WORK INSTRUCTIONS
Every record below is to be restated verbatim, though its images are not.

---------- MATERIAL SUPPLIED

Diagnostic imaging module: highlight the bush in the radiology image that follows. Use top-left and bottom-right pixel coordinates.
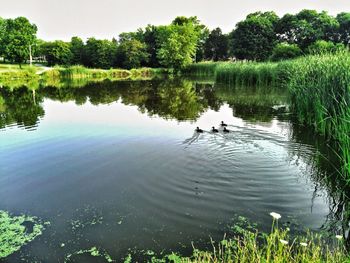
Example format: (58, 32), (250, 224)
(270, 43), (302, 61)
(308, 40), (346, 55)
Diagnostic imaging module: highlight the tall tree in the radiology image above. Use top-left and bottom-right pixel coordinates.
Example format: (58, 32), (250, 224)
(42, 41), (73, 66)
(230, 12), (279, 61)
(70, 36), (84, 65)
(116, 38), (149, 69)
(204, 28), (229, 61)
(143, 25), (161, 67)
(83, 38), (116, 69)
(157, 17), (201, 71)
(1, 17), (37, 66)
(0, 17), (5, 58)
(172, 16), (209, 62)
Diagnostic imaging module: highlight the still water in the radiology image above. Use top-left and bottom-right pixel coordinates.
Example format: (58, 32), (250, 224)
(0, 78), (343, 261)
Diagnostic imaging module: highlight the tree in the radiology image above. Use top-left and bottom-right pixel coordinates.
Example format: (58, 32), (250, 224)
(0, 17), (5, 58)
(83, 38), (116, 69)
(270, 43), (302, 61)
(276, 10), (339, 50)
(307, 40), (345, 54)
(1, 17), (37, 66)
(336, 13), (350, 46)
(143, 25), (161, 67)
(172, 16), (209, 62)
(230, 12), (279, 61)
(42, 41), (72, 66)
(157, 18), (200, 71)
(116, 38), (149, 69)
(70, 37), (84, 65)
(204, 28), (229, 61)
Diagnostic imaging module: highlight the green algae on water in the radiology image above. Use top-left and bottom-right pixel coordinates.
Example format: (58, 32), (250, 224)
(64, 246), (114, 262)
(0, 210), (49, 259)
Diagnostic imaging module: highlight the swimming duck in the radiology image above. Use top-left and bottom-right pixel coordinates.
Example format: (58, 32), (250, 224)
(220, 121), (228, 127)
(211, 127), (219, 133)
(196, 127), (204, 133)
(223, 127), (230, 133)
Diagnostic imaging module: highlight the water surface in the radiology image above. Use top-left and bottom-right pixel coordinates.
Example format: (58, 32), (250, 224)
(0, 78), (343, 261)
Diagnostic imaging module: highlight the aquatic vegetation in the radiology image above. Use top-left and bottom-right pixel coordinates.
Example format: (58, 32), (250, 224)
(64, 246), (114, 262)
(0, 210), (48, 259)
(149, 213), (349, 263)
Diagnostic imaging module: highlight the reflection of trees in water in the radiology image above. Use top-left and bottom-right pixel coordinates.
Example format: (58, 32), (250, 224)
(214, 84), (289, 122)
(39, 79), (223, 121)
(288, 122), (350, 247)
(0, 88), (44, 129)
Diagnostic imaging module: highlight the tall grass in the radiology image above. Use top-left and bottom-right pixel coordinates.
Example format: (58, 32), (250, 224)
(150, 215), (348, 263)
(287, 53), (350, 181)
(184, 52), (350, 180)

--------------------

EXERCISE ANSWER
Diagnostic imaging module: highlight the bush in the radiology image that follows. Use top-left and bottom-right pixel coordinates.
Example format: (58, 32), (250, 224)
(270, 43), (302, 61)
(308, 40), (346, 55)
Diagnostic imaging module: highlight the tall tree in the radiology image above. Use top-left and bottom-right pixel coordinates.
Example format: (58, 32), (250, 224)
(42, 41), (73, 66)
(230, 12), (279, 61)
(70, 36), (84, 65)
(116, 38), (149, 69)
(204, 28), (229, 61)
(143, 25), (161, 67)
(83, 38), (116, 69)
(157, 17), (201, 71)
(1, 17), (37, 66)
(0, 17), (5, 58)
(172, 16), (209, 62)
Diagnostic imaging module: highlight the still water in the radiology image above. Use top-left and bottom-right pixel coordinates.
Example format: (58, 32), (250, 224)
(0, 78), (343, 261)
Diagnostic imaging module: highlight the tree in the radiology image above. Use top-left and bottom-right pixel coordinates.
Example format: (58, 32), (250, 224)
(0, 17), (5, 58)
(83, 38), (116, 69)
(270, 43), (302, 61)
(276, 10), (339, 50)
(307, 40), (345, 54)
(1, 17), (37, 66)
(336, 13), (350, 46)
(143, 25), (161, 67)
(172, 16), (209, 62)
(230, 12), (279, 61)
(42, 41), (72, 66)
(157, 18), (200, 71)
(116, 38), (149, 69)
(70, 37), (84, 65)
(204, 28), (229, 61)
Diagnostic imaging module: highlight the green algae on water in the radiology image above. Use top-left and bottom-right pixel coordinates.
Example format: (58, 32), (250, 224)
(64, 246), (114, 262)
(0, 210), (49, 259)
Diagnostic imaging module: highlight the swimming duck in the radiology image above. Use top-left and bottom-right pixel coordinates.
Example format: (58, 32), (250, 224)
(220, 121), (228, 127)
(211, 127), (219, 133)
(196, 127), (204, 133)
(223, 127), (230, 133)
Diagnostic imaging module: highlight the water surface in the radiology image above. Use top-left and bottom-right pixel coordinates.
Example format: (58, 32), (250, 224)
(0, 78), (343, 261)
Diagnostic imaging module: highlight the aquatic vegetation in the radiology image above. Use top-left and bottom-right pixel coordinates.
Example format: (58, 32), (250, 224)
(64, 246), (114, 262)
(0, 210), (48, 259)
(149, 213), (349, 263)
Diagnostic imaging module: highlight the reflection of trees in water in the radiology image above. Use top-left and bottom-right pixel coordinates.
Example format: (58, 32), (250, 224)
(214, 84), (289, 122)
(39, 79), (223, 121)
(288, 122), (350, 247)
(0, 88), (44, 129)
Diagnostic imaging module: highlight the tall grass in the radiology image above. Use top-left and bottom-right pixel coordinates.
Example format: (58, 32), (250, 224)
(150, 215), (348, 263)
(287, 53), (350, 181)
(184, 52), (350, 180)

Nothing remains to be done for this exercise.